• [STATED EXERCISE]
Write every line of the material out exactly as shown.

• [Location annotation dataset excerpts]
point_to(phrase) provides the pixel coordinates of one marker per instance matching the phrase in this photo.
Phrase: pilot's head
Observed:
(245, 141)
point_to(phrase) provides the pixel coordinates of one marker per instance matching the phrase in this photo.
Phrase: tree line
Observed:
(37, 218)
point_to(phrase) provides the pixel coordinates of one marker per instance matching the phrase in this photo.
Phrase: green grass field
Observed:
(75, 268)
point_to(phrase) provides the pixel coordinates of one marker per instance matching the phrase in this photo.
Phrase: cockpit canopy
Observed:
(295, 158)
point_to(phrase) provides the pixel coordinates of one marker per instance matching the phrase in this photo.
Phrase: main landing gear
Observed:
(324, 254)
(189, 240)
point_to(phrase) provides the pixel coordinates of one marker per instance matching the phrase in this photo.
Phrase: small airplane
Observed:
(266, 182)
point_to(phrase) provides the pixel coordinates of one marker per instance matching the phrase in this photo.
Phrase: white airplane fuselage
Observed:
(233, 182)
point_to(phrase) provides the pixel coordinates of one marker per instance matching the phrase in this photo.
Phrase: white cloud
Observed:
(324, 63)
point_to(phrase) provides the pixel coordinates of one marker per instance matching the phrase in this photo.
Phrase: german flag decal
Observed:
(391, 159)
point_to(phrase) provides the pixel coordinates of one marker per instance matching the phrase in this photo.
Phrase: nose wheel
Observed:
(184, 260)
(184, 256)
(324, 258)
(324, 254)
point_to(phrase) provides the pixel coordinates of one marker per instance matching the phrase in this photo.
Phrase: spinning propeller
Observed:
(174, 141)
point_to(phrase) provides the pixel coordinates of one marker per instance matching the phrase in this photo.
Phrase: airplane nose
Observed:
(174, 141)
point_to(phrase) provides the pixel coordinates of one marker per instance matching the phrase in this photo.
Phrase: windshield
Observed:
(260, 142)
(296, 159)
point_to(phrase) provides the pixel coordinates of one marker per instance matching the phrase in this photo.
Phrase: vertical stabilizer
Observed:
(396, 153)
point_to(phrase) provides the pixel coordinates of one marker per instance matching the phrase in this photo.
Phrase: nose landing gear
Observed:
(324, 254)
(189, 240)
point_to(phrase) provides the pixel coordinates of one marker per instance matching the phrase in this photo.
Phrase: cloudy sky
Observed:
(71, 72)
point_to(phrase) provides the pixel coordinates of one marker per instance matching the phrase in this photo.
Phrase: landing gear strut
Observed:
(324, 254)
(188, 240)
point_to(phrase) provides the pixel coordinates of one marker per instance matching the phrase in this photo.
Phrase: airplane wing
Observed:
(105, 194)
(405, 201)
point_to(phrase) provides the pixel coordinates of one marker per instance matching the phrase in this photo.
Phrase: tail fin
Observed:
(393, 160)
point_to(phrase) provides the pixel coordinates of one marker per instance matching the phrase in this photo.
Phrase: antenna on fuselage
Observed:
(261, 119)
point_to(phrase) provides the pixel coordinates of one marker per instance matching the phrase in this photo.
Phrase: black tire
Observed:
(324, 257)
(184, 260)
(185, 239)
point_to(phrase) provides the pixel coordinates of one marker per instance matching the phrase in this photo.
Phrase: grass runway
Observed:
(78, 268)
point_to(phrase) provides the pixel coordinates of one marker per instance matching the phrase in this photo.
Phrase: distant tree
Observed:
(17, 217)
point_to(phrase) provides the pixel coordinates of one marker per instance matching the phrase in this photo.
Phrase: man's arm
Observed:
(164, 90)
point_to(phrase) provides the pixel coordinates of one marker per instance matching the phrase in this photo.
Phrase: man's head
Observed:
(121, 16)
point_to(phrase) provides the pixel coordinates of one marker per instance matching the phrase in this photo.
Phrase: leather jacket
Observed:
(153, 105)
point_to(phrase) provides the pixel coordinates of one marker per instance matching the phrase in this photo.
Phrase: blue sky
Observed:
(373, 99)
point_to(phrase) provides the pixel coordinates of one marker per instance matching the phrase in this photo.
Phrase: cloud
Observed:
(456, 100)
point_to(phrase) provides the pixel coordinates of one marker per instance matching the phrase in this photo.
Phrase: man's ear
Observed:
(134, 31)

• [TASK RESPONSE]
point_to(phrase) provides the pixel coordinates of one marker per instance matching the phrase in this photo.
Phrase: pilot's head
Observed:
(245, 141)
point_to(phrase) provides the pixel coordinates of one marker per instance matching the phrase in this photo.
Phrase: tree line
Observed:
(37, 218)
point_to(phrase) provides the pixel coordinates of one marker per instance matching the phrase in this photo.
Phrase: green grass field
Observed:
(75, 268)
point_to(phrase) provides the pixel coordinates of one marker per instance matching the phrase in this photo.
Phrase: cockpit canopy
Observed:
(295, 158)
point_to(phrase) provides the pixel coordinates of one marker per instance matching the phrase in this photo.
Phrase: main landing gear
Observed:
(324, 254)
(189, 240)
point_to(phrase) provides the pixel coordinates of one marker per instance matching the phrase in this photo.
Phrase: small airplane
Observed:
(266, 182)
point_to(phrase) provides the pixel coordinates of one marker per instance matching the phrase in this photo.
Phrase: white airplane fuselage
Observed:
(233, 182)
point_to(phrase) provides the pixel coordinates of one marker per instance matching the phrase in this photo.
Phrase: white cloud
Observed:
(324, 63)
point_to(phrase) provides the pixel coordinates of one marker per instance matching the phrase in this photo.
Phrase: german flag decal
Observed:
(391, 159)
point_to(phrase) provides the pixel coordinates of one marker per instance matching the phrase in this photo.
Phrase: nose wheel
Observed:
(184, 260)
(184, 256)
(324, 258)
(324, 254)
point_to(phrase) provides the pixel coordinates of one marker per instance matching the phrase in this photo.
Phrase: spinning propeller
Observed:
(174, 141)
point_to(phrase) provides the pixel coordinates of one marker per instance matching the phrase in this photo.
Phrase: airplane nose
Observed:
(174, 141)
point_to(phrase) provides the pixel coordinates of one marker per instance matching the phrase in this photo.
Phrase: windshield
Observed:
(260, 142)
(296, 159)
point_to(phrase) provides the pixel coordinates of one marker per instance matching the phrase in this photo.
Phrase: vertical stabilizer
Observed:
(396, 153)
point_to(phrase) provides the pixel coordinates of one marker per instance matching the phrase in this photo.
Phrase: nose landing gear
Observed:
(324, 254)
(189, 240)
point_to(phrase) provides the pixel coordinates of one marker per instance matching the phrase in this photo.
Phrase: cloudy sky
Observed:
(71, 72)
point_to(phrase) provides the pixel coordinates of one marker per instance matching the phrase in this photo.
Phrase: landing gear strut
Observed:
(324, 254)
(188, 240)
point_to(phrase) provides the pixel coordinates of one marker per instance matching the phrase in this photo.
Phrase: airplane wing
Observed:
(105, 194)
(405, 201)
point_to(phrase) provides the pixel coordinates of one marker per instance matching the phrase in this photo.
Phrase: tail fin
Observed:
(393, 160)
point_to(phrase) provides the pixel coordinates of one marker per instance matching the phrase in this photo.
Phrase: antenna on fuselage
Observed:
(261, 119)
point_to(phrase) provides the pixel coordinates of one marker per instance matching the phrase in this photo.
Phrase: black tire
Observed:
(324, 257)
(184, 260)
(185, 239)
point_to(phrase) provides the pixel coordinates of one marker per instance matching the phrase in this photo.
Phrase: grass runway
Observed:
(78, 268)
point_to(phrase) provides the pixel coordinates of one marker per instance matching the phrase in this photo.
Phrase: distant tree
Observed:
(17, 217)
point_to(phrase) provides the pixel coordinates of one marker per instance matching the phrase in this photo.
Phrase: man's arm
Observed:
(164, 90)
point_to(phrase) provides the pixel coordinates of one marker per instance matching the phrase in this photo.
Phrase: man's head
Observed:
(121, 16)
point_to(phrase) provides the pixel coordinates of one marker per instance matching the phrase in this photo.
Phrase: leather jacket
Observed:
(153, 105)
point_to(phrase) provides the pixel coordinates of one marker per instance matching the phrase in this photo.
Phrase: blue sky
Observed:
(373, 99)
point_to(phrase) provides the pixel coordinates of one marker per instance matching the phrase in this photo.
Phrase: cloud
Observed:
(456, 100)
point_to(phrase) provides the pixel coordinates of one marker per instance matching the phrase in this photo.
Phrase: man's ear
Observed:
(134, 31)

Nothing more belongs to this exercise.